How to complete this task
Count the lines below that include "collar". Only the number should be given.

Photo-based referring expression data
_ _ _ _ _ _ _

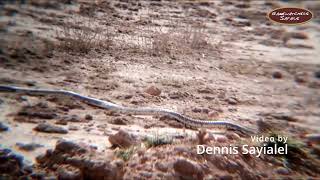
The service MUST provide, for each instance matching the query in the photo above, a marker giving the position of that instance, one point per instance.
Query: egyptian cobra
(128, 110)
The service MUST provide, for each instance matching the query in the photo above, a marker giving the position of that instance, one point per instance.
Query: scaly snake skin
(127, 110)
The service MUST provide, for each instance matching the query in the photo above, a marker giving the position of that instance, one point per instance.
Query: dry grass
(84, 37)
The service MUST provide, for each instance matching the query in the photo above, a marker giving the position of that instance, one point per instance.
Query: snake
(130, 110)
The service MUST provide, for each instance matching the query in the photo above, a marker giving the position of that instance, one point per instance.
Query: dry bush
(84, 37)
(173, 39)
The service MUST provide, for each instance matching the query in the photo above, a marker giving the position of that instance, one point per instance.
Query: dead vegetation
(84, 37)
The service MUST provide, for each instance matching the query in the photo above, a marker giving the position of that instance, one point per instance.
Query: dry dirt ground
(218, 60)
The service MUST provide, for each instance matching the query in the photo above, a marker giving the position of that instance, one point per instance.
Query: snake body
(128, 110)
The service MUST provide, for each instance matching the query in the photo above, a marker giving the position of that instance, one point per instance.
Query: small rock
(314, 84)
(68, 146)
(62, 122)
(232, 136)
(205, 90)
(88, 117)
(122, 139)
(232, 166)
(48, 128)
(154, 91)
(301, 77)
(69, 173)
(277, 75)
(317, 74)
(282, 171)
(73, 128)
(3, 127)
(214, 114)
(119, 121)
(188, 169)
(226, 177)
(313, 138)
(232, 101)
(146, 174)
(161, 166)
(72, 118)
(221, 139)
(28, 146)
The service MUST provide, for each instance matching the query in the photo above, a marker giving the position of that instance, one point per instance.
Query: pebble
(221, 139)
(187, 168)
(48, 128)
(73, 128)
(88, 117)
(226, 177)
(232, 101)
(313, 138)
(233, 136)
(277, 75)
(154, 91)
(122, 139)
(28, 146)
(161, 166)
(317, 74)
(69, 173)
(282, 171)
(119, 121)
(3, 127)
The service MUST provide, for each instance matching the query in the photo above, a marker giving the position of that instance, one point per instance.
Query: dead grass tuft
(84, 37)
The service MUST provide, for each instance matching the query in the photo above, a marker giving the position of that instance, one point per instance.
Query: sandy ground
(222, 60)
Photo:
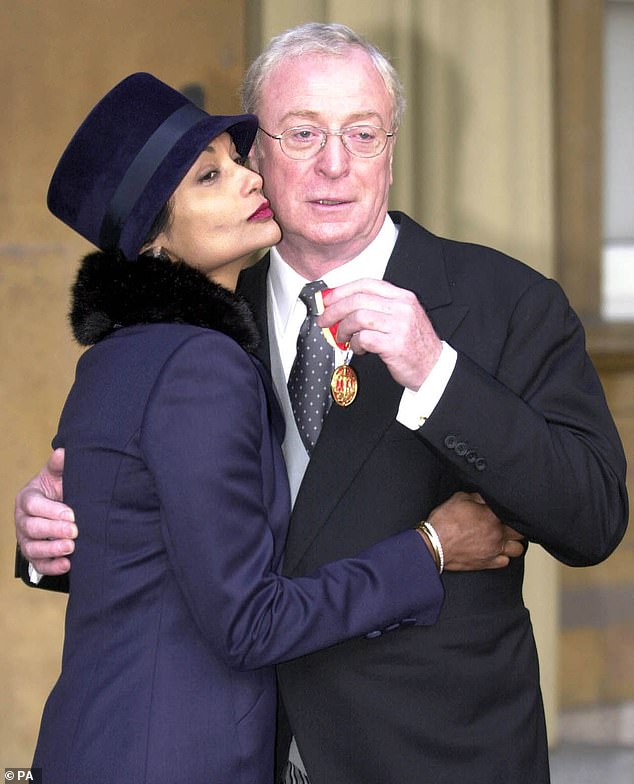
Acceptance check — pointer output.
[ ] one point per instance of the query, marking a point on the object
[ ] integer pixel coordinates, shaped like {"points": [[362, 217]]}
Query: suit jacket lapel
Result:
{"points": [[350, 434]]}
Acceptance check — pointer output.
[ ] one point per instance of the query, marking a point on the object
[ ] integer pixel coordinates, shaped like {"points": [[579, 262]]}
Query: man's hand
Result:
{"points": [[44, 526], [380, 318], [472, 537]]}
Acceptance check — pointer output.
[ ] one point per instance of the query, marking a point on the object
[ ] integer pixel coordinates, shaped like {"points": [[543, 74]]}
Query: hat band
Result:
{"points": [[142, 168]]}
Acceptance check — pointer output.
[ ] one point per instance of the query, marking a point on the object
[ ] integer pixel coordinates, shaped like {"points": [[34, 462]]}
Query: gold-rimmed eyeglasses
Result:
{"points": [[305, 141]]}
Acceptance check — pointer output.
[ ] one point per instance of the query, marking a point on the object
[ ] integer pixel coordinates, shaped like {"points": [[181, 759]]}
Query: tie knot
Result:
{"points": [[307, 295]]}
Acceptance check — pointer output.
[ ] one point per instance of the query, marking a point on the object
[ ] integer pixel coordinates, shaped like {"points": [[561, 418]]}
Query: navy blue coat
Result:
{"points": [[176, 611]]}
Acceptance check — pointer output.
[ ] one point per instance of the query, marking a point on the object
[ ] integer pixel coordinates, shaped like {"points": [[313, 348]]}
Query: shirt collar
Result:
{"points": [[285, 284]]}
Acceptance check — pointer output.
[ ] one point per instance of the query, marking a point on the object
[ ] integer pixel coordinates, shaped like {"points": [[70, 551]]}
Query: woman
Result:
{"points": [[173, 466]]}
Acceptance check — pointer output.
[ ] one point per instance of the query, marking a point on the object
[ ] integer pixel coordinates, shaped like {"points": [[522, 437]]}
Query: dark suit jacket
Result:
{"points": [[523, 421], [176, 612]]}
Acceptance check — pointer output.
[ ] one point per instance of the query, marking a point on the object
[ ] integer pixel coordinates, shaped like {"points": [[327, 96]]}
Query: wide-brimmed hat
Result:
{"points": [[128, 157]]}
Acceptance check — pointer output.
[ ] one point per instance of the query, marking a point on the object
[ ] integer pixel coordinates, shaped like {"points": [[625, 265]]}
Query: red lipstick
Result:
{"points": [[263, 212]]}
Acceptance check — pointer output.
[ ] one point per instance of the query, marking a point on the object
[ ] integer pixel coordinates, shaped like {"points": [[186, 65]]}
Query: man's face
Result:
{"points": [[330, 206]]}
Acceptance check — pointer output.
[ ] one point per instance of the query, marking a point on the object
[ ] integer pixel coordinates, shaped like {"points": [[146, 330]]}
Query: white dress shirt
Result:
{"points": [[286, 313]]}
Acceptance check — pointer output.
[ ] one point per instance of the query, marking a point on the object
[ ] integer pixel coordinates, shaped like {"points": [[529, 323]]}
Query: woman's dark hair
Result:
{"points": [[161, 223]]}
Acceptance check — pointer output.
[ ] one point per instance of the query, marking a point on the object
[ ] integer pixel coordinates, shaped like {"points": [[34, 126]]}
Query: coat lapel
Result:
{"points": [[252, 286]]}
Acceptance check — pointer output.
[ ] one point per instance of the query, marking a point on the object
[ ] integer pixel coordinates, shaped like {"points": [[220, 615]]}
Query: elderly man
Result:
{"points": [[468, 372]]}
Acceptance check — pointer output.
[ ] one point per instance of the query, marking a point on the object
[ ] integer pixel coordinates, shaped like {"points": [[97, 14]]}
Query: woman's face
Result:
{"points": [[219, 215]]}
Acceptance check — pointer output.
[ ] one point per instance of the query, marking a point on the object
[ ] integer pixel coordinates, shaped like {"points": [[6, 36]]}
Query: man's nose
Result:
{"points": [[333, 159]]}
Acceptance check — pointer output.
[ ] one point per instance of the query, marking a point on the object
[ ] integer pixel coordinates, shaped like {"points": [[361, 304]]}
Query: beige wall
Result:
{"points": [[56, 59], [474, 158]]}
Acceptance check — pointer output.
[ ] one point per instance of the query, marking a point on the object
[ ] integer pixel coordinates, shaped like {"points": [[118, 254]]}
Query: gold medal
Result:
{"points": [[344, 385]]}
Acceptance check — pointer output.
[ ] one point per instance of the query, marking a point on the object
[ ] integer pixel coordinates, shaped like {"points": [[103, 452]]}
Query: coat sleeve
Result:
{"points": [[204, 437], [535, 437]]}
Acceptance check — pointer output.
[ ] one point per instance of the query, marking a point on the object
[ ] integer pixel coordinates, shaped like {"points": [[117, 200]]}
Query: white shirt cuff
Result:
{"points": [[416, 407]]}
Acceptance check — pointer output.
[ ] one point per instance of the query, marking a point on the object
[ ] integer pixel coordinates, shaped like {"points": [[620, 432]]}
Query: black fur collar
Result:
{"points": [[111, 292]]}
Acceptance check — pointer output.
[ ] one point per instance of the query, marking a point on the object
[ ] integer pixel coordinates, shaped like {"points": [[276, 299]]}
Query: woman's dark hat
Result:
{"points": [[129, 156]]}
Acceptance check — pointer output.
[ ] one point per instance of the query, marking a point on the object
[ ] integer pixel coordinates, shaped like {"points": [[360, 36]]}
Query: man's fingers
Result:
{"points": [[511, 533], [35, 527], [38, 549]]}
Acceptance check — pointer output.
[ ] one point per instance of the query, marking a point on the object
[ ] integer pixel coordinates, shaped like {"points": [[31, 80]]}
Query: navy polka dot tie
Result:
{"points": [[309, 380]]}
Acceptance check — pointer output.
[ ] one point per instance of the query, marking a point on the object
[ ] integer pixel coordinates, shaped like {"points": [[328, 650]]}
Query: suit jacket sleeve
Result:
{"points": [[206, 438], [535, 436]]}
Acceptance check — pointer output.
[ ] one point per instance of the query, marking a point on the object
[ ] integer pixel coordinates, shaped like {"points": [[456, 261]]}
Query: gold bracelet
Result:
{"points": [[434, 540]]}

_ _ _ _ _ _ _

Solution to this problem
2